Há gente assim, com vidas que nunca mais acabam. Seres com a estranha capacidade de se reinventarem mesmo no disparate.
De renascerem sempre, após cada uma das muitas mortes que vão tendo em vida. Tolos, há outros que lhes invejam este castigo como se fora uma gracinha para entreter os amigos nas noites frias de inverno ou nas amenas cavaqueiras de verão. São os tolos quatro-estações, que por desconhecerem a primavera das ideias estão condenados ao outono da mediocridade para sempre.


terça-feira, 13 de novembro de 2007

Greve na cidade do lixo

A recolha do lixo está em greve na cidade do dito. Os carros pararam, os homens baixaram os braços, as máquinas deixaram de engolir caixotes e contentores e toda a merda da sociedade que somos ficou espalhada no passeio da frente das nossas vidas. Aguardam-se os resultados das negociações salariais. Até lá sufoca-se com o cheiro e tomba-se com a visão dos podres desta gente como a gente que é toda a gente e a nossa gente. Corre-se a cidade que somos saltando de diferença em diferença, se apenas seguirmos o rasto daquilo que deitamos fora.

Vamos de vento em popa no bairro dos miseráveis, que já vem de trás o bafo local de vidas pequeninas e tristes. Vidas perigosas. Nos caixotes atulhados espreitam corpos de não nascidos e restos de pouco vivos, que nem toda a gente é bem vinda e a ambição não dá para mais. Há pacotes de felicidade em pó e barras de alegrias usadas, por entre mil embalagens de existências descartáveis. Fede-se. Aqui o sujo é mais sujo e o Fairy perdia por certo a batalha da gota única e suficiente. Na utopia de uma limpeza, nem um barril de magia líquida devolveria o brilho da decência soterrada e esquecida na miséria geral.
================================
Tarefa a realizar ▸ Prossiga o texto sobre a greve da recolha do lixo, acima, começando logo a seguir à última frase apresentada.

Linhas de dados:
================================
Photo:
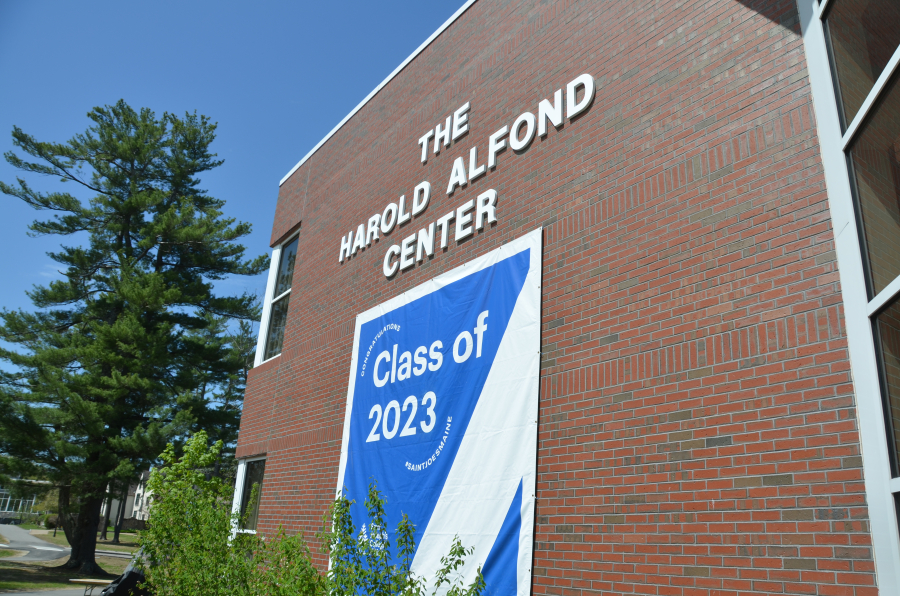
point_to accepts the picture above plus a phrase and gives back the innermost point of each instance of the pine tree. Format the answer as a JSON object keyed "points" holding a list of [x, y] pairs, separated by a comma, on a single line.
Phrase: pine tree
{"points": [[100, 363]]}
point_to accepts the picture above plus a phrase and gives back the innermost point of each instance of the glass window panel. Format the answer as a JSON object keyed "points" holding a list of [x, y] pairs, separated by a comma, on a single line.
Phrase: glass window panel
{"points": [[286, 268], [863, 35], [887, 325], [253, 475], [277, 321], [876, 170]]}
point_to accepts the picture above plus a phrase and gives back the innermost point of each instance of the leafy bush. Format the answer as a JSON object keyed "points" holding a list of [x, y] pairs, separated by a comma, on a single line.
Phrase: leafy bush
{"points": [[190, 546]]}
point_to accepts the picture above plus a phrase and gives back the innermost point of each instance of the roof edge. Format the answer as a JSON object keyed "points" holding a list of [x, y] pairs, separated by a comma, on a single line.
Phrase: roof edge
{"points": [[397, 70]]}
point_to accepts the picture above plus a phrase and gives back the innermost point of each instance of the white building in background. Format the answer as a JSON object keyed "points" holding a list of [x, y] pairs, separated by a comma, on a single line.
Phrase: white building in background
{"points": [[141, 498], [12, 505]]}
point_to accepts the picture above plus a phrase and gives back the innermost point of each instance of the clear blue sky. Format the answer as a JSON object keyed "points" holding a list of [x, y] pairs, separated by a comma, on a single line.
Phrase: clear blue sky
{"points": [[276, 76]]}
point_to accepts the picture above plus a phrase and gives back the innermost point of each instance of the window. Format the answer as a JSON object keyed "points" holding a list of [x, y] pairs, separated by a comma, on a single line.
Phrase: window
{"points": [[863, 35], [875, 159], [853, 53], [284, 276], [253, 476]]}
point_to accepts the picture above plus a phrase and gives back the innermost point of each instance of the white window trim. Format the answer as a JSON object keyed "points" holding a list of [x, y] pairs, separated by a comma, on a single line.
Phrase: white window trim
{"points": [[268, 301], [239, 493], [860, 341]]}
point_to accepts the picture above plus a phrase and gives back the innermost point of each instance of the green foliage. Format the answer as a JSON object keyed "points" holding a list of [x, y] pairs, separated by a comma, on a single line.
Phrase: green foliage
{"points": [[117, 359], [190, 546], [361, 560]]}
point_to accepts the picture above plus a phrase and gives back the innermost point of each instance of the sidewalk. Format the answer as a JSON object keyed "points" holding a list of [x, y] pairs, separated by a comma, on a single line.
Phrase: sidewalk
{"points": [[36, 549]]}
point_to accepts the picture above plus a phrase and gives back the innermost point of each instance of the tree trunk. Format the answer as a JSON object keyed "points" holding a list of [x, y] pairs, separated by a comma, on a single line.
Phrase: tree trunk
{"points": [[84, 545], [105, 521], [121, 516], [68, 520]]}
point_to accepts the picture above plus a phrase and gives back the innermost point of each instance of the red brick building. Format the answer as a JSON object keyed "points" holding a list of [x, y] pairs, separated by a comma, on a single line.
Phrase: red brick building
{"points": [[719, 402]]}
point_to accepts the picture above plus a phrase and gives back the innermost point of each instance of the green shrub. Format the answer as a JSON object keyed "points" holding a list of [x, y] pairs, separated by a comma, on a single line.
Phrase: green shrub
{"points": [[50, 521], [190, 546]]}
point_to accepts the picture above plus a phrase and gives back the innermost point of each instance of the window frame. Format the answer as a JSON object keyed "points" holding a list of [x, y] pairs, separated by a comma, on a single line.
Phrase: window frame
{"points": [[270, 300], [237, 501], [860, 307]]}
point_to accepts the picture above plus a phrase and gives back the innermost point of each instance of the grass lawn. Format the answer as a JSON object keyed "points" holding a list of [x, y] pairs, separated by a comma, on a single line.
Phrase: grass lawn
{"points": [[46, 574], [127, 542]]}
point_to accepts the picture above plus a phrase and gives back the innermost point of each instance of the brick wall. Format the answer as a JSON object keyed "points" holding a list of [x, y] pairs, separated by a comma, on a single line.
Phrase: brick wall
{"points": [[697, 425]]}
================================
Resposta ao exercício ▸
No bairro dos pobres o lixo é pouco e pobre. Amontoa-se em pilhas organizadas e arruma-se em sacos pretos e fechados com atilhos comprados nas lojas dos chineses. O que mais se vê são mantas coçadas pelo uso e restos de roupa puída no gasto de muita jorna. A comida aproveita-se, não se deita fora. Há é papel com fartura, muita 'Maria, muito 'Crime', muita 'TV7dias' e muito mas mesmo muito jornal 24Horas. São vidas de cartão, pelo que também há muito. Caixas de frigoríficos a prestações na Singer, caixas de aspiradores da última promoção Continente, leve agora e pague depois, caixas de papas, caixas de bolos e muita muita televisão. Aqui o Fairy já resolve, talvez. Deixa tudo pobre na mesma mas limpinho, legal e honrado.

O bairro da classe média sofre horrores com a greve do lixo, tá a ver? È imensa a porcaria que se acumula assim nos passeios, tá a ver, mais o cócó dos cãezinhos tadinhos são amorosos os bichinhos e os copos de plástico da festa de sexta feira em casa do Cajó que foi uma barulheira até ás tantas e alguém devia chamar a polícia da próxima vez e também acho que a reciclagem das matérias inorgânicas é muito importante na sociedade moderna e que o Dr. Pacheco Pereira até já disse que o ambiente é a maior preocupação do mundo dos nossos dias e eu cá tou imenso de acordo, não posso não posso tar mais, tá a ver?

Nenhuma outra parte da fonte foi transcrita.